CONSIGNE A:
Dans l'extrait choisi ci-dessous, quelle fonction occupe François Burgat ?

++++ EXTRAIT CHOISI ++++

François Burgat : L’islamophobie et le racisme se nourrissent mutuellement

François Burgat, directeur de l’Institut de recherches et d’études sur le monde arabe et musulman (IREMAM), a fait part de ses observations au sujet de la montée de l’islamophobie en Europe.

Rappelant les discriminations subies en Allemagne par le footballeur d’origine turque, Mesut Ozil, François Burgat a souligné que l’ancien capitaine de l’équipe de France, Zinedine Zidane, d’origine algérienne, a été confronté il y a vingt ans à des attaques similaires.

Alors que le succès d’un joueur de nationalité française est considéré comme celui de la communauté française, son échec sera uniquement le sien et son identité « étrangère » sera mise en avant, a expliqué Burgat rappelant la déclaration d’Ozil qui affirmait, de la même manière: « lorsque nous gagnons nous sommes Allemands alors que nous sommes étrangers lorsque nous perdons ».

– Entre marginalisation et ressemblance

Concernant l’idée d’ « hégémonie unilatérale », Burgat a signalé que les attaques racistes remontent à deux ou trois générations.

« Il faut examiner l’ordre colonial de l’Europe et sa domination afin d’expliquer cette situation. A titre d’exemple, nous pouvons remonter aux relations de la France avec l’Algérie dans les années 1830. Nous [les Français], avons détruit l’épine dorsale culturelle de ces sociétés. Pendant des années, nous les avons marginalisés et avons demandé à ce que ces individus nous ressemblent. C’est là, le résultat de l’idée d’une ‘’hégémonie unilatérale’’. »

Selon Burgat, ce sont ces types de développements historiques qui ont marqué le début des incidents à caractère raciste.

« Celui qui perd sa souveraineté peut recourir à des méthodes tyranniques. Il n’est pas simple pour les civilisations qui soutiennent la démocratie, les droits de l’Homme et le respect de l’autre de reconnaître que les autres sociétés dans le monde sont égales en droit. »

– La relation en spirale du racisme et de l’islamophobie

L’islamophobie et le racisme sont dans une relation en spirale et se nourrissent mutuellement, a partagé Burgat. Selon lui, le racisme n’est pas différent de la discrimination religieuse.

++++ DONNÉES ENREGISTRÉES ++++

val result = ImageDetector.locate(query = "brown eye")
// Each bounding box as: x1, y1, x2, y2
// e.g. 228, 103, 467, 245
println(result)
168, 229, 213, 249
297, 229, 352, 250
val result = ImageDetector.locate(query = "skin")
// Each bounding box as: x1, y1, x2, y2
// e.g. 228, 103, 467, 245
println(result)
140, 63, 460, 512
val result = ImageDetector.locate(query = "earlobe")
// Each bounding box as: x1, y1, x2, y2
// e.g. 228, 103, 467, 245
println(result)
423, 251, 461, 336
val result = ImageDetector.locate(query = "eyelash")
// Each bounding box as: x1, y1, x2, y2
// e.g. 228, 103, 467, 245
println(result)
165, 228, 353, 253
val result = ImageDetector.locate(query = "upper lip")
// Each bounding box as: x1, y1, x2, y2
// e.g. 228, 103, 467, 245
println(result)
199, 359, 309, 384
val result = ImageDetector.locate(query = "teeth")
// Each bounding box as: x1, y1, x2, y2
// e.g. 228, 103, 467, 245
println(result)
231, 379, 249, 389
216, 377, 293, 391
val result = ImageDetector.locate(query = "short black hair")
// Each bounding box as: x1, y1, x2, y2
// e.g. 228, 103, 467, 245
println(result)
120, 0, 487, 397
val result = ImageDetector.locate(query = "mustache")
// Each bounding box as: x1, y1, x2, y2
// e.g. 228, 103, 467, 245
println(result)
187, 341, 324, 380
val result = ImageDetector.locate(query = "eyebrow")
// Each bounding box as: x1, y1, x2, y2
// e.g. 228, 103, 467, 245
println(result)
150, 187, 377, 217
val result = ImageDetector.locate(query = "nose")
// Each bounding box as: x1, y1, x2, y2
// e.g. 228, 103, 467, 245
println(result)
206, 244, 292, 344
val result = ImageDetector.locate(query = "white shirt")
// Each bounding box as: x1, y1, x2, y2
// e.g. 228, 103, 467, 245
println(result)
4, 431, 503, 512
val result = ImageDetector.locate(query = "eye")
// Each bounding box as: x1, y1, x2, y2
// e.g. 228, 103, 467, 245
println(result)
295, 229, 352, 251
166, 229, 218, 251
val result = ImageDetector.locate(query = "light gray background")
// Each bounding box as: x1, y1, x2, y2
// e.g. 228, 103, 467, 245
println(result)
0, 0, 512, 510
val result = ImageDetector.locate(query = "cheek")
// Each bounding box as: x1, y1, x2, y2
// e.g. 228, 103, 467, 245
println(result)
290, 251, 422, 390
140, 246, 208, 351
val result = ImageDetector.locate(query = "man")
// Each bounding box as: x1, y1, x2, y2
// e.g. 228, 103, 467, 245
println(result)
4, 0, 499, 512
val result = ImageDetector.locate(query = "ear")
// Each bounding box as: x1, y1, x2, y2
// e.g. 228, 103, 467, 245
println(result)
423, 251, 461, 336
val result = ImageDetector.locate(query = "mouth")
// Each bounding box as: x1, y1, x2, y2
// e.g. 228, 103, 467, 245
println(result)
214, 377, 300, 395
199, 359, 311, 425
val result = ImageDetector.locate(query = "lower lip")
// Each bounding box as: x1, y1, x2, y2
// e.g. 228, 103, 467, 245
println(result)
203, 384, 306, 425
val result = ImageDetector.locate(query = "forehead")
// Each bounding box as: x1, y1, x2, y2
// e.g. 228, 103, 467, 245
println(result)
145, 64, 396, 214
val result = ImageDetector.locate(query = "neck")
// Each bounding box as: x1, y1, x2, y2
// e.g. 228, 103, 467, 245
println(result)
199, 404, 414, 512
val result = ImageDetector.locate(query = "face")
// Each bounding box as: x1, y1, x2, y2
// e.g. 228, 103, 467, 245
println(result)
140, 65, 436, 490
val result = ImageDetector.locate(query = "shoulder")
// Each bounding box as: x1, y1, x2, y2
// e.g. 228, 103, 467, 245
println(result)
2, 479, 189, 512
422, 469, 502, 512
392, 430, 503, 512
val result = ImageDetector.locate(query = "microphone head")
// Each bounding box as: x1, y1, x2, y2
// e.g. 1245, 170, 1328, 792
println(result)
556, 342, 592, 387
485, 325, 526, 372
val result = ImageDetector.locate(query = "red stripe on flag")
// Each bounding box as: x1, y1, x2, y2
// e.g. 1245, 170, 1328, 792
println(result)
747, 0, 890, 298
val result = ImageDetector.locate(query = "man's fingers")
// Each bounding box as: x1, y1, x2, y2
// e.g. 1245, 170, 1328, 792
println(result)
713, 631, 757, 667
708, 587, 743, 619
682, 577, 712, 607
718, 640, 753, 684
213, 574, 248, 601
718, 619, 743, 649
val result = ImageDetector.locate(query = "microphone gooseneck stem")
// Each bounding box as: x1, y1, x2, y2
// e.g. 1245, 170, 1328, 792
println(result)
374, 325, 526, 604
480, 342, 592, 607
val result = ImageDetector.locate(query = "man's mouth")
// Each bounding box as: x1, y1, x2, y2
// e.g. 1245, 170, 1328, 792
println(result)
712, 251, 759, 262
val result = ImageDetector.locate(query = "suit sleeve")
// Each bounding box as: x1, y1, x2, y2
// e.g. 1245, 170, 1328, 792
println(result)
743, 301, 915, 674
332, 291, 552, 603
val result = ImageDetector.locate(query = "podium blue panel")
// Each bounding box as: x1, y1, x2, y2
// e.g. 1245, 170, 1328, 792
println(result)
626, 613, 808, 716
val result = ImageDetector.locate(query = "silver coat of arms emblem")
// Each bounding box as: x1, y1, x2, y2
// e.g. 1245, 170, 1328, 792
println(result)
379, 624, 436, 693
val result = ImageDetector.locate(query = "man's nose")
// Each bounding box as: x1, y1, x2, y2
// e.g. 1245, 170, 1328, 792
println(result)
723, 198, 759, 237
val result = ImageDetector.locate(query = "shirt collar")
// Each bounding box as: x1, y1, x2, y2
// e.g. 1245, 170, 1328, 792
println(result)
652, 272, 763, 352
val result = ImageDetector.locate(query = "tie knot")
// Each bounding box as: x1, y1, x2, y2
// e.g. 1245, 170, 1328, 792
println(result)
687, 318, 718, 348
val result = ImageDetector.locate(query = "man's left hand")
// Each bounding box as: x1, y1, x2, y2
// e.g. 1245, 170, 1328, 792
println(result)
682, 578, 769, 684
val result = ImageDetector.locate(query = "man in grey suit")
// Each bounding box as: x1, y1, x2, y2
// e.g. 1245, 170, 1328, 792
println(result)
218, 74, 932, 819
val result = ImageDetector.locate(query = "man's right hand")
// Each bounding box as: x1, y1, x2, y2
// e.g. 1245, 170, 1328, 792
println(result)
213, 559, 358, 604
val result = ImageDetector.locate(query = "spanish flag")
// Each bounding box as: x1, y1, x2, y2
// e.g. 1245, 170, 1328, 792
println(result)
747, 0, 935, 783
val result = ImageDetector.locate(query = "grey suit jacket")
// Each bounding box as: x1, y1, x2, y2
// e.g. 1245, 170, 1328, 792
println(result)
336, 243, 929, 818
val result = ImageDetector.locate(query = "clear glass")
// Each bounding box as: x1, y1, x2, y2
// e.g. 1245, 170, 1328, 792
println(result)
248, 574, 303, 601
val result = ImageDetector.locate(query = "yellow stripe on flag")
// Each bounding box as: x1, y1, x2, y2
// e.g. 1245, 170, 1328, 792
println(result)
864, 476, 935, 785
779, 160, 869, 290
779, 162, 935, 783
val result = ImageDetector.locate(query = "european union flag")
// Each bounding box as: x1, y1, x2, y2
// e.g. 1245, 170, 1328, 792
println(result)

++++

CONSIGNE B:
Renvoyez chaque ligne des enregistrements ci-dessus qui contient la chaîne « hand ». La casse compte.

RÉPONSE COMPLÈTE A:
Il est directeur de l'Institut de recherches et d'études sur le monde arabe et musulman (IREMAM).

RÉPONSE COMPLÈTE B:
val result = ImageDetector.locate(query = "man's left hand")
val result = ImageDetector.locate(query = "man's right hand")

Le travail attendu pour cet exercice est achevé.